[Texte à lire]

Bush-Sarkozy : échange de bons procédés

La France est-elle sur le point d’opérer un virage atlantiste avec l’annonce d’un possible retour de notre pays dans la structure militaire intégrée de l’OTAN et la promesse d’un prochain envoi de renforts militaires en Afghanistan ? La réponse doit être prudente tant la politique étrangère du chef de l’Etat, depuis son arrivée à l’Elysée, demeure erratique et tant il est difficile d’en définir très exactement les orientations. La diplomatie sarkozienne, en effet, semble plus souvent guidée par la préoccupation de faire des coups que par un réel souci de cohérence.

Décider de rejoindre le commandement militaire intégré de l’OTAN en 2009, à l’occasion de son soixantième anniversaire, constituerait-il une véritable rupture avec la politique suivie par la France depuis quarante ans ? La réponse est ambivalente.

Elle est négative si l’on veut bien considérer que la France est déjà est un contributeur important de l’Otan à la fois par son apport financier et par son apport en hommes. Depuis 1995, la France a recommencé à siéger au comité militaire de l’OTAN tout en ne siégeant pas au comité des plans de Défense et au groupe des plans nucléaires. Jacques Chirac lui-même avait envisagé un retour complet dans la structure militaire intégrée de l’OTAN. Ajoutons enfin qu’à Bucarest le président français a démontré que souhaiter reprendre toute sa place dans les instances militaires de l’Alliance atlantique ne signifiait pas pour autant un alignement sur toutes les positions américaines. Ainsi, avec Berlin et plusieurs autres de ses partenaires européens, le président français s’est-il montré hostile à l’entrée dans l’Otan de l’Ukraine et de la Géorgie pourtant défendue par Georges W. Bush

Un tournant

 Il n’empêche qu’en préparant ce retour dans l’exécutif militaire de l’OTAN, Nicolas Sarkozy lève un tabou, celui de la singularité française fondée sur l’idée chère au général de Gaulle que la France, parce qu’elle demeure une grande puissance ou du moins entend le redevenir, ne peut aliéner sa souveraineté nationale en plaçant sa défense sous tutelle américaine. Certes, la décision de réintégrer le commandement militaire de l’OTAN relève pour l’essentiel de la symbolique tant la France est déjà impliquée dans l’Alliance militaire. Ce choix est néanmoins inspiré par la conviction que la France est devenue une puissance secondaire et qu’en toute hypothèse l’Union européenne ne peut se concevoir en puissance rivale des Etats-Unis. C’est donc bien là un tournant dans une tradition diplomatique française qui a fait consensus depuis quarante ans.

 Un tel changement de pied est-il justifié ?

 Oui, sans doute, si l’on admet que le monde étant devenu ce qu’il est, plusieurs raisons poussent à ce rapprochement : la difficulté de plus en plus grande pour la France de financer seule une défense digne de ce nom, la nécessité pour les pays européens de mutualiser leur effort militaire, l’attachement de notre partenaire britannique mais aussi des nouveaux membres de l’Union européenne à l’OTAN, la méfiance des Etats-Unis à l’encontre de toute construction européenne de défense qui ne s’inscrirait pas dans le cadre de l’Alliance atlantique.

[Entrées enregistrées]
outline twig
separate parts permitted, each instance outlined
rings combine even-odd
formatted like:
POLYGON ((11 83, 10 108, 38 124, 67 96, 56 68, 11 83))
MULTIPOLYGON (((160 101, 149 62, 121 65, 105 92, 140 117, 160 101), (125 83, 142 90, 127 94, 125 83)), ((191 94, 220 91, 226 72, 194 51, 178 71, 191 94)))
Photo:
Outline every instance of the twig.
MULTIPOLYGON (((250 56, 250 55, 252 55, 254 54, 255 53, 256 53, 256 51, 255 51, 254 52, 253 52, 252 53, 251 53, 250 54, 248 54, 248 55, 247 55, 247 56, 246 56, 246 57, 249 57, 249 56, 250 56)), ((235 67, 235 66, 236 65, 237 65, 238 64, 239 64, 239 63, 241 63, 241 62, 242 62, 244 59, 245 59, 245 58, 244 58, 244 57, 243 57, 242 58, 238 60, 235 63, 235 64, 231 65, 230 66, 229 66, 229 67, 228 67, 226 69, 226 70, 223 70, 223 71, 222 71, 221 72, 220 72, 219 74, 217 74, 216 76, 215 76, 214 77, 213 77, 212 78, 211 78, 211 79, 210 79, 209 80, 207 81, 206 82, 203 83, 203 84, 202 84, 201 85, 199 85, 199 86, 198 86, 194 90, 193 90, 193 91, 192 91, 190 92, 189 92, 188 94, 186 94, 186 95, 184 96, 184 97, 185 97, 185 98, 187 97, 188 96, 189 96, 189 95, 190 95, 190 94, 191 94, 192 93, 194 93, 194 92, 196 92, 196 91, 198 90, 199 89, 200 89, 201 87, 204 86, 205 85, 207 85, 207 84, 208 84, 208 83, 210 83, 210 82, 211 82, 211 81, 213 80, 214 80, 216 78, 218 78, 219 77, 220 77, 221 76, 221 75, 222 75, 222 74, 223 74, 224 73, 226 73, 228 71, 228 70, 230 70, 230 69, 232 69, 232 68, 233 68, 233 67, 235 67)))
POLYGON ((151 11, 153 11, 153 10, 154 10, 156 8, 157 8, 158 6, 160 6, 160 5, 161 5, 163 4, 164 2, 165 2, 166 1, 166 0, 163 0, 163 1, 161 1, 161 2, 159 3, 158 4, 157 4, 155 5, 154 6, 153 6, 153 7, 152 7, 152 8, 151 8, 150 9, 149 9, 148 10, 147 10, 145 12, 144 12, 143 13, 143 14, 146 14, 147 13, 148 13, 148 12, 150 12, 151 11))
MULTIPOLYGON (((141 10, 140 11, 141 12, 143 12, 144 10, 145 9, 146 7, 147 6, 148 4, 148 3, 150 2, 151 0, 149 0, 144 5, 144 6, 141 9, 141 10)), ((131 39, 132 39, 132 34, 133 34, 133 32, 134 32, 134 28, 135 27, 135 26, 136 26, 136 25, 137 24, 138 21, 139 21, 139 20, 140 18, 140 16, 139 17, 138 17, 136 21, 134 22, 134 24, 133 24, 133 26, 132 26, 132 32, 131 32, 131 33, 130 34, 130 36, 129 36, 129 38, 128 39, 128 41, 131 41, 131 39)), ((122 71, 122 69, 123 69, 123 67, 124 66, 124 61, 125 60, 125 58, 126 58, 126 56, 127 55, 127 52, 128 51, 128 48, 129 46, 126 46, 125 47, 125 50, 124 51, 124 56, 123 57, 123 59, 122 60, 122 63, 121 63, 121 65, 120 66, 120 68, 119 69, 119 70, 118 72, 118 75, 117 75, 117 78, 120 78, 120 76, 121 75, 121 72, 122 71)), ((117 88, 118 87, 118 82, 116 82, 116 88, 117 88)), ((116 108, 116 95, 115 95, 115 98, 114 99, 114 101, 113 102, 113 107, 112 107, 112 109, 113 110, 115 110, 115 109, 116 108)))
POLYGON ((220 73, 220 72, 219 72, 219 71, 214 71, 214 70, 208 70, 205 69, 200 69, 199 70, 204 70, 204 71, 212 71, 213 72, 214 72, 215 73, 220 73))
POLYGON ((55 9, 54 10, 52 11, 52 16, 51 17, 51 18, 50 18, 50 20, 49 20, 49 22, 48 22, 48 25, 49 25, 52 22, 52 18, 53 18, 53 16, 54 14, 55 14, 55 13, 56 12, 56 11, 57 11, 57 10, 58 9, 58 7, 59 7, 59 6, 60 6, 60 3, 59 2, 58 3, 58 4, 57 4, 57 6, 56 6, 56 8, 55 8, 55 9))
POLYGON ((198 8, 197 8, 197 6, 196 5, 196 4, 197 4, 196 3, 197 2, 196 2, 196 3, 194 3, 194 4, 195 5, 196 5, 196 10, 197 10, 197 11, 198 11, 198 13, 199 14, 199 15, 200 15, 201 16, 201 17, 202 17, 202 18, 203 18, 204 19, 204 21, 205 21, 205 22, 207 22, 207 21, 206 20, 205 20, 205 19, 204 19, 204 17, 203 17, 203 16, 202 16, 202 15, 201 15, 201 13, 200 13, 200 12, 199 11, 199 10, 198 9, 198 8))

[Tâches à réaliser]
(A) Extraire sans modification le passage de l'article sur le retour de la France dans l'OTAN qui commence par « La France est-elle » et se poursuit jusqu'à « réponse est ambivalente. ».
(B) Présenter sous forme de liste numérotée les lignes des entrées, du début jusqu'à la ligne contenant « Outline every instance of the twig. » incluse, en omettant les lignes vides.

[Réponses successives]
(A)
La France est-elle sur le point d’opérer un virage atlantiste avec l’annonce d’un possible retour de notre pays dans la structure militaire intégrée de l’OTAN et la promesse d’un prochain envoi de renforts militaires en Afghanistan ? La réponse doit être prudente tant la politique étrangère du chef de l’Etat, depuis son arrivée à l’Elysée, demeure erratique et tant il est difficile d’en définir très exactement les orientations. La diplomatie sarkozienne, en effet, semble plus souvent guidée par la préoccupation de faire des coups que par un réel souci de cohérence.

Décider de rejoindre le commandement militaire intégré de l’OTAN en 2009, à l’occasion de son soixantième anniversaire, constituerait-il une véritable rupture avec la politique suivie par la France depuis quarante ans ? La réponse est ambivalente.

(B)
1. outline twig
2. separate parts permitted, each instance outlined
3. rings combine even-odd
4. formatted like:
5. POLYGON ((11 83, 10 108, 38 124, 67 96, 56 68, 11 83))
6. MULTIPOLYGON (((160 101, 149 62, 121 65, 105 92, 140 117, 160 101), (125 83, 142 90, 127 94, 125 83)), ((191 94, 220 91, 226 72, 194 51, 178 71, 191 94)))
7. Photo:
8. Outline every instance of the twig.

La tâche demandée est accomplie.